Excerpt to read:
........

Online users are still shopping in droves — lured by the same types of aggressive promotions seen at brick-and-mortar stores for Black Friday. Amazon unveiled new deals every 10 minutes during Cyber Monday, with discounts on Fire TVs, Kindle Fire HD 7s and Fire Phones as well as 50 to 70 percent off cold-weather outerwear and accessories for kids and puffer jackets for women.

For the first time, Wal-Mart’s Cyber Monday deals extended to its brick-and-mortar stores. More than 100 items priced at special Cyber Monday prices could be ordered online and picked up that same day from any Wal-Mart door.

The retailer started its Cyber Week sale at walmart.com on Saturday, and same-day pickup in store more than doubled year over year in the first day. A special “Evening Edition” of sales was added this year to cater to working consumers who might not be able to do their shopping until the later hours.

More than 70 percent of the traffic to walmart.com came from a mobile device during the holiday weekend, a record for the site.

Further underscoring the importance of shopping on the go, J.C. Penney Co. Inc. reported that more than 50 percent of its Cyber Monday transactions at jcpenney.com came from mobile users.

“Cyber Monday has been a tremendous momentum day for the last few years and e-commerce continues to grow by strong numbers, so why wouldn’t Cyber Monday also grow,” said Sucharita Mulpuru, vice president and principal analyst at Forrester Research. She predicted Cyber Monday sales would at least match Black Friday’s online take of $2.4 billion and might even make it to the $3 billion mark. “It’s been great for the past several years and it’s usually the biggest day of the year without retailers significantly trying.”

She contended that sales are pretty consistent on and offline, with similar discounts offered on both channels. The biggest differentiator online is that there are just so many more items available than in-store.

Clement Kwan, president of Yoox Corp., said that Thanksgiving Day and Black Friday saw two consecutive daily sales records, with Friday breaking an all-time daily record with 1.5 million visitors and an order placed every three-and-a-half seconds. Shoes were the best-selling category (15,000 pairs were sold), and high-heel ankle boots were the most popular style.

While North America contributed the majority of the sales, Yoox contends that Black Friday is becoming more of a global event, with Moscow and Tokyo being second- and third-most-shopped cities. London came in fourth place saleswise, but the U.K. had the highest percentage of mobile shoppers.

........

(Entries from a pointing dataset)
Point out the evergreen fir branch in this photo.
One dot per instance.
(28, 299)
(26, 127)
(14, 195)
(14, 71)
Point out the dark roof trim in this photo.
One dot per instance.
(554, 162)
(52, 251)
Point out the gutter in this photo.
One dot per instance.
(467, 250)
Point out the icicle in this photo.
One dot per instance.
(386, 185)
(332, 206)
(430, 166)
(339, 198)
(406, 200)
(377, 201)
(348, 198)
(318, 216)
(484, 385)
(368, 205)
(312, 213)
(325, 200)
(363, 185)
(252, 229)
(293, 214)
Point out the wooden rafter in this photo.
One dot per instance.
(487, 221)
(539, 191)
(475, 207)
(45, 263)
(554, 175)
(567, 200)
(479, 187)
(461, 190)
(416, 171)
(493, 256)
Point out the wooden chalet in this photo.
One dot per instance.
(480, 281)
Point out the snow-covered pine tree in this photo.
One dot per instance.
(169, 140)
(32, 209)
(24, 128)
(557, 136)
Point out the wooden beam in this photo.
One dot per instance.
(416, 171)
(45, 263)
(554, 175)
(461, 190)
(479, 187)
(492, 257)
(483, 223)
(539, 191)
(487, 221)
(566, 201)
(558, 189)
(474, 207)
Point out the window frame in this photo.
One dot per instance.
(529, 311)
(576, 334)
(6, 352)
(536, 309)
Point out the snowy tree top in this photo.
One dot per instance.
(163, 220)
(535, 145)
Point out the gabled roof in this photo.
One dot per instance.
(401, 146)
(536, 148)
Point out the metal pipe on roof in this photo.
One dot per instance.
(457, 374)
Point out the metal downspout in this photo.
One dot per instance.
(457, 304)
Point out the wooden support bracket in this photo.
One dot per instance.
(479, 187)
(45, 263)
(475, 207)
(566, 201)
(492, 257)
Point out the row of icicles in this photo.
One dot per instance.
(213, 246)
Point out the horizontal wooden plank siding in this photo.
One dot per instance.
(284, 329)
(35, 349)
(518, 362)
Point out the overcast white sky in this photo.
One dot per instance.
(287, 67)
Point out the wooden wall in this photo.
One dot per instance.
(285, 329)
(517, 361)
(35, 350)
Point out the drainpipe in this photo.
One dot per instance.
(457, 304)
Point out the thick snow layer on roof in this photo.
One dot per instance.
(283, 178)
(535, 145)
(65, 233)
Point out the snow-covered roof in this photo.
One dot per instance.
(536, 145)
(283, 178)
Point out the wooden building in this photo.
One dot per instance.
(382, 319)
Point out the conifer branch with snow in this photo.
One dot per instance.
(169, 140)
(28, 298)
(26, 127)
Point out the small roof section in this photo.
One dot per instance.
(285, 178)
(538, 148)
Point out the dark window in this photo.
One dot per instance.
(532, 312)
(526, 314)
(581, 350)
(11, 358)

........

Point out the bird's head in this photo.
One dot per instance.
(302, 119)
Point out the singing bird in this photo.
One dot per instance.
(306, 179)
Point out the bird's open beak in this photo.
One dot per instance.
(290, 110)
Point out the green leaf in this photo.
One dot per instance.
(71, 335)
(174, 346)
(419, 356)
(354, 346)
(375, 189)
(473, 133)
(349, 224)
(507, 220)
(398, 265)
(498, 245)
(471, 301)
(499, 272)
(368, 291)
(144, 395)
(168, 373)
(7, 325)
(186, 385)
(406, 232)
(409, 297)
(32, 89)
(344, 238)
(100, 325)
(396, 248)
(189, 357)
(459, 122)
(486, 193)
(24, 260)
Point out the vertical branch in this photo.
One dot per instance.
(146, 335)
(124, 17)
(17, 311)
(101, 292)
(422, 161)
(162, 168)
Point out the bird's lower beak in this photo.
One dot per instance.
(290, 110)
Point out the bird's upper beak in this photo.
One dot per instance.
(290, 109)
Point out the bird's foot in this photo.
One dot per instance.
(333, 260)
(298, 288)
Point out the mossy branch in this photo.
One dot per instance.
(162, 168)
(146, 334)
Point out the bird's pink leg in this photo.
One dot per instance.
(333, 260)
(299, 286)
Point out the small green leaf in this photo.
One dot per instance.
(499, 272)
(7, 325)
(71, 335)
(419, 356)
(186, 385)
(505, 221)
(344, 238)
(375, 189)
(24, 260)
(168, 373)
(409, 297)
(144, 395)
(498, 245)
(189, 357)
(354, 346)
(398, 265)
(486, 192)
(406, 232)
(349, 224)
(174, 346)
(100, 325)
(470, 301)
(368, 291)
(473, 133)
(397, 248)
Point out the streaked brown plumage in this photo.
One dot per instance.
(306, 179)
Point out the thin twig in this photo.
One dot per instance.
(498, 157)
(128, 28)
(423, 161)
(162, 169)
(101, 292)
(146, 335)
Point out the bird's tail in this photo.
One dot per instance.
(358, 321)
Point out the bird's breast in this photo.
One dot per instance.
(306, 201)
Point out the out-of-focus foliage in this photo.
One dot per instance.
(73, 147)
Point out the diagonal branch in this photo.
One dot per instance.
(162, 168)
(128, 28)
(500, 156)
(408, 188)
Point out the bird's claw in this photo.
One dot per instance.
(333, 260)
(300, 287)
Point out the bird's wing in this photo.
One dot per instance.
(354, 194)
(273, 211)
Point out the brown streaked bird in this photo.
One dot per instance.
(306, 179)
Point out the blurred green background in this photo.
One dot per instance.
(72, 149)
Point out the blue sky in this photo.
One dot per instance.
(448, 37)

........

What to produce: Translate this sentence from the article on holiday online shopping into Spanish: "More than 70 percent of the traffic to walmart.com came from a mobile device during the holiday weekend, a record for the site." Work only from the article on holiday online shopping.

Response below: Más del 70 por ciento del tráfico hacia walmart.com provino de un dispositivo móvil durante el fin de semana festivo, un récord para el sitio.